* WHAT THE TASK REQUIRES *
Needed from the entries below: every line that holds the word "basil".

◇ ◇ ◇ ◇ ◇

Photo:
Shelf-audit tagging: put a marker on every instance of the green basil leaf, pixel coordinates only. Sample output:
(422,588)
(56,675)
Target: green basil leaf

◇ ◇ ◇ ◇ ◇

* RESULT OF THIS EXERCISE *
Shelf-audit tagging: put a marker on every instance of the green basil leaf, pixel coordinates only. Sample output:
Target: green basil leaf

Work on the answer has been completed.